● TASK REQUIREMENTS:
a: Reproduce the part of the article on key economic zones from "Key economic regions have contributed" up to and including "of human resources.".
b: According to the article on key economic zones, what average share of the country's GDP growth did the four key economic regions contribute in the 2011-2019 period?
c: Translate this sentence from the article on key economic zones into Spanish: "However, the key economic regions have not yet fully promoted their potentials and advantages."

● PASSAGE FOR REVIEW:
■ ■ ■ ■
Further promoting potentials of key economic zones

Four key economic regions, namely the Northern Key Economic Region, the Central Key Economic Region, the Southern Key Economic Region and the Mekong River Delta, have contributed an average of 72.95% to the country’s gross domestic product (GDP) growth in the 2011-2019 period.

An intersection in Ho Chi Minh City's District No 2, a part of the Southern Key Economic Region.
An intersection in Ho Chi Minh City's District No 2, a part of the Southern Key Economic Region.

Key economic regions have contributed significantly to national economy and have served as divers of growth as every 1% growth of these four key economic regions would push GDP up by 0.61%.

Particularly, the gross regional development product (GRDP) of the Northern and Southern Key Economic Regions accounted for more than 61% of the country’s GDP during the 2011-2019 period, establishing themselves as “the key of the key economic regions.” Of the figure, Hanoi and Ho Chi Minh City respectively made up 13.08% and 19.9% of the country’s GDP during the review period.

However, the key economic regions have not yet fully promoted their potentials and advantages. A number of shortcomings have still remained, including economic slowdown, a lack of efficiency in coordination mechanisms among regions, poor regional linkage of industries, as well as a shortage of human resources.
■ ■ ■ ■
Stored data entries
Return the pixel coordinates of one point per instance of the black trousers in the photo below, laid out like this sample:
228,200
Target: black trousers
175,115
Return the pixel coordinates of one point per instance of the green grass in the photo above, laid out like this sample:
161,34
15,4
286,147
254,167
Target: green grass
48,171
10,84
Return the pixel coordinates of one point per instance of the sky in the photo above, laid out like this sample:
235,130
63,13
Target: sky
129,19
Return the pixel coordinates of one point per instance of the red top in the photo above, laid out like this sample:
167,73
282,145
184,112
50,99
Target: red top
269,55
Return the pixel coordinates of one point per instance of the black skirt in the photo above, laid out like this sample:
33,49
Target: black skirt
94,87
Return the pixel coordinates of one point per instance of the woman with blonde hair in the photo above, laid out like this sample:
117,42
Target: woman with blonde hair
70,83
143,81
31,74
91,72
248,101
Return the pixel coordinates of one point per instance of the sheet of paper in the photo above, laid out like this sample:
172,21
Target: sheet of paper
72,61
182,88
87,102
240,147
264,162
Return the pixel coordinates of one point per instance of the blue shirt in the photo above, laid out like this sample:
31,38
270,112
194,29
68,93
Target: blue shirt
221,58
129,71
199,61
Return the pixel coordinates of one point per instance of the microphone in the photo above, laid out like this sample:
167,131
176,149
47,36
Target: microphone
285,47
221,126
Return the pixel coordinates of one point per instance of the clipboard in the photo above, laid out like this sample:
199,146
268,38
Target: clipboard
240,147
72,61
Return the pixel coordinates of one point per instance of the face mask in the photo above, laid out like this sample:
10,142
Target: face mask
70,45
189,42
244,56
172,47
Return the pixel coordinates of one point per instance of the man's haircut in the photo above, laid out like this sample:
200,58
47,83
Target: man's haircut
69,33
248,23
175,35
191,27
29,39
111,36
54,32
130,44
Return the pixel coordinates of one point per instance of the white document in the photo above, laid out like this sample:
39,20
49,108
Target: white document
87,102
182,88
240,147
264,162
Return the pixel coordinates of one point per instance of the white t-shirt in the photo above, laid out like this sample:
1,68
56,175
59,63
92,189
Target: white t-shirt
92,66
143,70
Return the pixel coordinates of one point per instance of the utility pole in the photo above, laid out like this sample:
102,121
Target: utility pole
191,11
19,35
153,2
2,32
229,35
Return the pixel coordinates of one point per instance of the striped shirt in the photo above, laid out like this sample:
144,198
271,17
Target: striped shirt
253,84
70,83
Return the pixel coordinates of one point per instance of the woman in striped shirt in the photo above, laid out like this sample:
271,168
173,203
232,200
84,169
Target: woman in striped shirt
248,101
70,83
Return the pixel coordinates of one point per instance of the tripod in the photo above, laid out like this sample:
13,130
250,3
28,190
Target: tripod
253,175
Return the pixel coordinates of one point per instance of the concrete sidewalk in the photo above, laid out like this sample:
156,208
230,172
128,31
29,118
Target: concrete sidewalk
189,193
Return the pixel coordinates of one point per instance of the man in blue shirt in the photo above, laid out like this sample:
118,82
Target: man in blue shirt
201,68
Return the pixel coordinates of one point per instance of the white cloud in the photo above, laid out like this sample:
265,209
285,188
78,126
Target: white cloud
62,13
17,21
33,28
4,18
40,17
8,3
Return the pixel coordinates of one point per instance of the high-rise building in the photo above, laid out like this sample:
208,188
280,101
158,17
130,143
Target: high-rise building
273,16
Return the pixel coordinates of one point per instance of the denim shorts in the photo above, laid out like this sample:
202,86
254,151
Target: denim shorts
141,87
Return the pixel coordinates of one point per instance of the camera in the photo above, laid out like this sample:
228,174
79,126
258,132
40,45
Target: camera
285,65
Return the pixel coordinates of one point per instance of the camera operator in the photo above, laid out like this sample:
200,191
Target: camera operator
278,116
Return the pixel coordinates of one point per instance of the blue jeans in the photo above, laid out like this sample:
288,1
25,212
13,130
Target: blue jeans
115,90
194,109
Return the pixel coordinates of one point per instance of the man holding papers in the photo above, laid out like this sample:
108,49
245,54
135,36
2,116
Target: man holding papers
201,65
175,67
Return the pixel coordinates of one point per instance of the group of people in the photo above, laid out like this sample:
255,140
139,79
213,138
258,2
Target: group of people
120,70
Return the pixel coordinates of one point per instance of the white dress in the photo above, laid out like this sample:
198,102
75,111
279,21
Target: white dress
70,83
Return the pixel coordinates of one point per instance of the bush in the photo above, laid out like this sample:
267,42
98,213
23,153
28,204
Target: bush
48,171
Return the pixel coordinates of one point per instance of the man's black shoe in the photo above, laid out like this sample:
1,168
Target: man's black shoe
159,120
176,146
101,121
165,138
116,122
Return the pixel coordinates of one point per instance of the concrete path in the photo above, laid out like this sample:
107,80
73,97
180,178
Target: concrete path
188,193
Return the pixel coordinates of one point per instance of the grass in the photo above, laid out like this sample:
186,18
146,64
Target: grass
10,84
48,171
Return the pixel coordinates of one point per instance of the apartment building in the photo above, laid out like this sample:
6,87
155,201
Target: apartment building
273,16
■ ■ ■ ■
● TASK RESPONSES:
a:
Key economic regions have contributed significantly to national economy and have served as divers of growth as every 1% growth of these four key economic regions would push GDP up by 0.61%.

Particularly, the gross regional development product (GRDP) of the Northern and Southern Key Economic Regions accounted for more than 61% of the country’s GDP during the 2011-2019 period, establishing themselves as “the key of the key economic regions.” Of the figure, Hanoi and Ho Chi Minh City respectively made up 13.08% and 19.9% of the country’s GDP during the review period.

However, the key economic regions have not yet fully promoted their potentials and advantages. A number of shortcomings have still remained, including economic slowdown, a lack of efficiency in coordination mechanisms among regions, poor regional linkage of industries, as well as a shortage of human resources.

b: An average of 72.95%.

c: Sin embargo, las regiones económicas clave aún no han promovido plenamente sus potenciales y ventajas.